> [To do]
Lines from the one containing "In this exercise you will tag the navy" through the last line of the data are to be repeated word for word, both ends included.

>>>

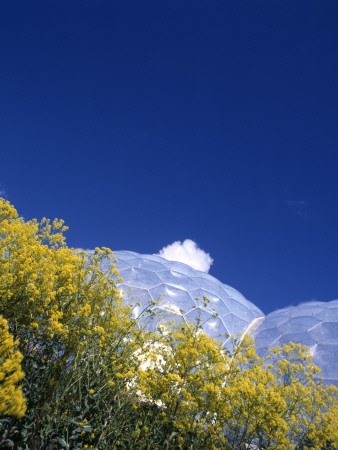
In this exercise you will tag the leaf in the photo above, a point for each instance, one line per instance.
(62, 442)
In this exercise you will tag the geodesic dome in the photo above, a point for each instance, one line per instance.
(176, 285)
(314, 324)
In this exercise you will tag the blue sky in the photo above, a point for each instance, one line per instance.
(146, 122)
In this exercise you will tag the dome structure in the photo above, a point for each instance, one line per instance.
(314, 324)
(177, 286)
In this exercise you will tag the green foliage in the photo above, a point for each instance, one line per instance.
(94, 379)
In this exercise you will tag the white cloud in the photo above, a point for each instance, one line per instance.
(189, 253)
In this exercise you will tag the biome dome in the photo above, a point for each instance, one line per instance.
(314, 324)
(177, 285)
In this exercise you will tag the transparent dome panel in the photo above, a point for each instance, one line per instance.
(169, 295)
(177, 279)
(140, 277)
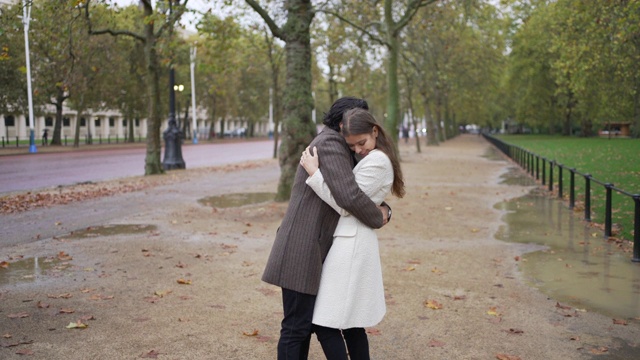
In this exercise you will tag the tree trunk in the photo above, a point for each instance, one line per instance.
(153, 164)
(132, 137)
(298, 129)
(56, 138)
(76, 136)
(393, 96)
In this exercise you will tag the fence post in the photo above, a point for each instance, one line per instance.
(572, 188)
(587, 197)
(636, 230)
(551, 164)
(560, 181)
(607, 211)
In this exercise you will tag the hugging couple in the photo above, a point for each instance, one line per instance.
(325, 255)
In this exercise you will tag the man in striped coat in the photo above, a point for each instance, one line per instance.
(306, 232)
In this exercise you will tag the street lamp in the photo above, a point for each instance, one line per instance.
(26, 18)
(193, 93)
(173, 135)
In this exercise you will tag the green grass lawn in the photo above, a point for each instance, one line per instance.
(615, 161)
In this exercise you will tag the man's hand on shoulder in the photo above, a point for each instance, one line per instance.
(386, 213)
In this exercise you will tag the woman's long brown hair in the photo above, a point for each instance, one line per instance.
(359, 121)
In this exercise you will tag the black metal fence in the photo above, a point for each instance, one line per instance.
(542, 169)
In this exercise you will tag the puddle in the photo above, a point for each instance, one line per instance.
(579, 267)
(516, 176)
(31, 270)
(237, 199)
(107, 230)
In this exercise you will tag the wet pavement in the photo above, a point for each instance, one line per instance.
(63, 166)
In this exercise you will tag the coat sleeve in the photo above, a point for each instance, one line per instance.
(319, 186)
(368, 177)
(336, 167)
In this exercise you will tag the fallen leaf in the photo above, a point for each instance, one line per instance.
(61, 296)
(600, 350)
(492, 311)
(19, 315)
(150, 355)
(435, 343)
(64, 256)
(507, 357)
(432, 304)
(162, 293)
(42, 305)
(374, 331)
(77, 325)
(255, 332)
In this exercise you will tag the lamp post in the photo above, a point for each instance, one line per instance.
(173, 135)
(26, 18)
(193, 95)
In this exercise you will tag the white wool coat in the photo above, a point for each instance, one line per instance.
(351, 292)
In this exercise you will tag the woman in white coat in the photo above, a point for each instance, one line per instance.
(351, 294)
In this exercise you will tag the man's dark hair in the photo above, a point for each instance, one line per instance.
(333, 118)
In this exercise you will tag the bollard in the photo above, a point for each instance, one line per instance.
(572, 188)
(636, 230)
(607, 211)
(551, 164)
(560, 181)
(587, 197)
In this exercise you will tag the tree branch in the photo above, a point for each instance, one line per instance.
(412, 10)
(108, 31)
(275, 30)
(356, 26)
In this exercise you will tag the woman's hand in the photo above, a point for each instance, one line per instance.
(308, 161)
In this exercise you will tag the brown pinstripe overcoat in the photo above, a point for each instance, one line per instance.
(306, 232)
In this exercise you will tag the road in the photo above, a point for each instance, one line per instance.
(43, 170)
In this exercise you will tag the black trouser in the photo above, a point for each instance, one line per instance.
(295, 334)
(333, 343)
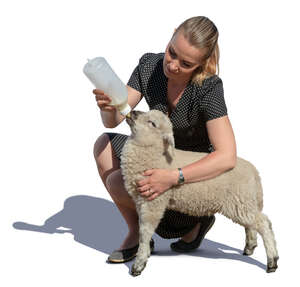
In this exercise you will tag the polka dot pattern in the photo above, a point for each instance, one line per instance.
(197, 105)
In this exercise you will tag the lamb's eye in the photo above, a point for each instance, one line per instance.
(152, 123)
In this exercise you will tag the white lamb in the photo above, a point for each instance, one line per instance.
(237, 193)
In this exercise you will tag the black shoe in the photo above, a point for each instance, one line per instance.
(124, 255)
(182, 246)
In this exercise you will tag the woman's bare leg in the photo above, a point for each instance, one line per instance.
(109, 170)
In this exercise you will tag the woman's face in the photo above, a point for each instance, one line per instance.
(181, 59)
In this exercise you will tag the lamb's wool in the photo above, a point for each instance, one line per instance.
(237, 193)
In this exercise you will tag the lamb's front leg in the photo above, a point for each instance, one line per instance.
(150, 215)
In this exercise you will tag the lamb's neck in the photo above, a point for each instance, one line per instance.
(148, 156)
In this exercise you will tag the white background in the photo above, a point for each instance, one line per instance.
(50, 121)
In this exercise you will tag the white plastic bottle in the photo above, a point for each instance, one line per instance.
(104, 78)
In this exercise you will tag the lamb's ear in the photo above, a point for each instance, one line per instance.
(169, 145)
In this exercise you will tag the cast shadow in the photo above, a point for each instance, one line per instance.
(97, 223)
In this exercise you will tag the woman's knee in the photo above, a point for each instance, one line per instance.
(101, 145)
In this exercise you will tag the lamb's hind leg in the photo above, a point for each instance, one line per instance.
(251, 241)
(264, 228)
(149, 218)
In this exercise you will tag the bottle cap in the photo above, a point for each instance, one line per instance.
(126, 110)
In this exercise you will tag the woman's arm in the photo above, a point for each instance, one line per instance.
(223, 157)
(111, 117)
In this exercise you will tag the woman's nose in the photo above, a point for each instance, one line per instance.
(173, 66)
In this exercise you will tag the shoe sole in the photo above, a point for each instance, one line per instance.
(127, 259)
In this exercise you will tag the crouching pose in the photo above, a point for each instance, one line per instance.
(237, 193)
(183, 83)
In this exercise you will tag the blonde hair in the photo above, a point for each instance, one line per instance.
(203, 34)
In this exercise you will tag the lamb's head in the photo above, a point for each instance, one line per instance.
(151, 128)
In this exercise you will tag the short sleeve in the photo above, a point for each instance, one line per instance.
(213, 103)
(135, 80)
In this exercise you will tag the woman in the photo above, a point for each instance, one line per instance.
(181, 82)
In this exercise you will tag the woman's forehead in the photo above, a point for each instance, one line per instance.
(185, 50)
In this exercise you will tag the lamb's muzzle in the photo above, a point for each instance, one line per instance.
(237, 194)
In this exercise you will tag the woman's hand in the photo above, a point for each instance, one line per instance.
(103, 101)
(156, 182)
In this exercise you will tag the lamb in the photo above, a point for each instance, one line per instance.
(237, 194)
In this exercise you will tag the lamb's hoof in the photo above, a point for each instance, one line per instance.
(272, 264)
(249, 250)
(137, 270)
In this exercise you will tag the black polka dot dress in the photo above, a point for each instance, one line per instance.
(197, 105)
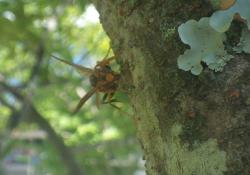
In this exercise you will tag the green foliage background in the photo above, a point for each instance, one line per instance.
(103, 141)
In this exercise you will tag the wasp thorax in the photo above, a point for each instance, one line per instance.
(104, 79)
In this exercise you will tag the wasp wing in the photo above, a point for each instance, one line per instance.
(83, 100)
(81, 69)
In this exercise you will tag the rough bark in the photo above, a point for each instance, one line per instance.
(185, 124)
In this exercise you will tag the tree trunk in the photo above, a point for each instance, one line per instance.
(186, 124)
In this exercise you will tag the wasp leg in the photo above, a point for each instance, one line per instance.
(83, 100)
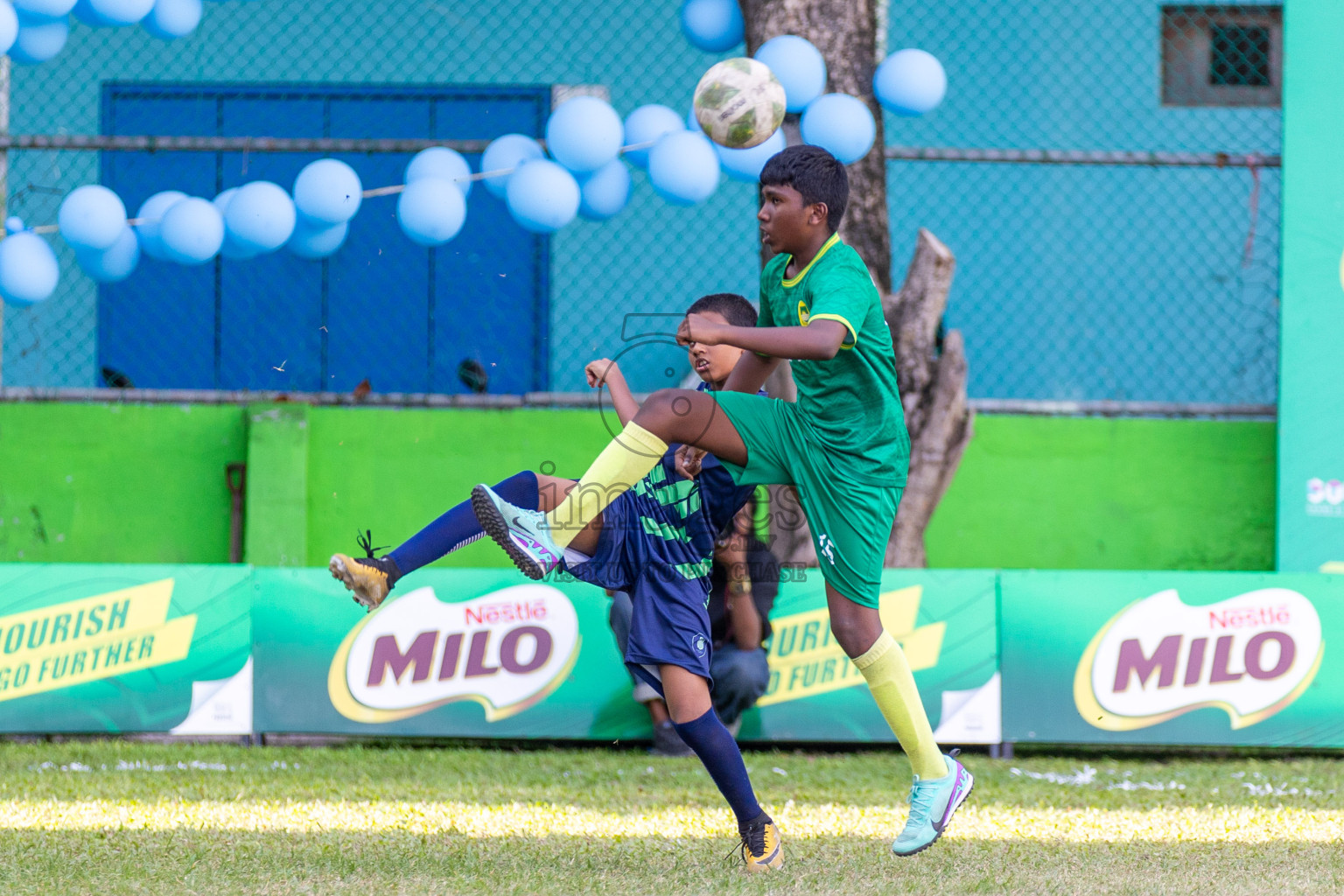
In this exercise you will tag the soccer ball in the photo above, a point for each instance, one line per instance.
(739, 102)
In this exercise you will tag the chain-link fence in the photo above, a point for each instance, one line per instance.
(1106, 173)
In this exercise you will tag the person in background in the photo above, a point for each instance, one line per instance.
(744, 584)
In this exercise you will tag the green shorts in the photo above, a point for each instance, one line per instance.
(851, 522)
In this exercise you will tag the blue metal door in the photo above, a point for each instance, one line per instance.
(382, 309)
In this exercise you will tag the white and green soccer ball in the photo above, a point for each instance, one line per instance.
(739, 102)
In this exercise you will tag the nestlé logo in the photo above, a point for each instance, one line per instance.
(1250, 655)
(506, 650)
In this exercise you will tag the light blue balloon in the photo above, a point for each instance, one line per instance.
(684, 168)
(746, 164)
(261, 216)
(8, 27)
(584, 135)
(49, 8)
(910, 82)
(39, 39)
(113, 265)
(192, 231)
(92, 216)
(150, 220)
(605, 192)
(431, 211)
(328, 192)
(85, 12)
(712, 25)
(799, 66)
(504, 153)
(647, 124)
(543, 196)
(230, 248)
(313, 241)
(116, 12)
(171, 19)
(29, 270)
(443, 163)
(842, 125)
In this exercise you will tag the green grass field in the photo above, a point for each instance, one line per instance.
(113, 817)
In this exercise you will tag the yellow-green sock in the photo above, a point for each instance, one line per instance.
(892, 687)
(626, 459)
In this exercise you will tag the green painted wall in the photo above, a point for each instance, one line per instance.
(1311, 398)
(117, 482)
(147, 484)
(1092, 494)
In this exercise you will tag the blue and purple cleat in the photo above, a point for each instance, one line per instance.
(932, 805)
(521, 532)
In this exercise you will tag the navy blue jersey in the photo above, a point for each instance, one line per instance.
(657, 544)
(674, 520)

<<<

> [Task solution]
In this exercise you will tag the navy blue jersey in the photo above, a point for each instance, one line per instance.
(657, 544)
(674, 520)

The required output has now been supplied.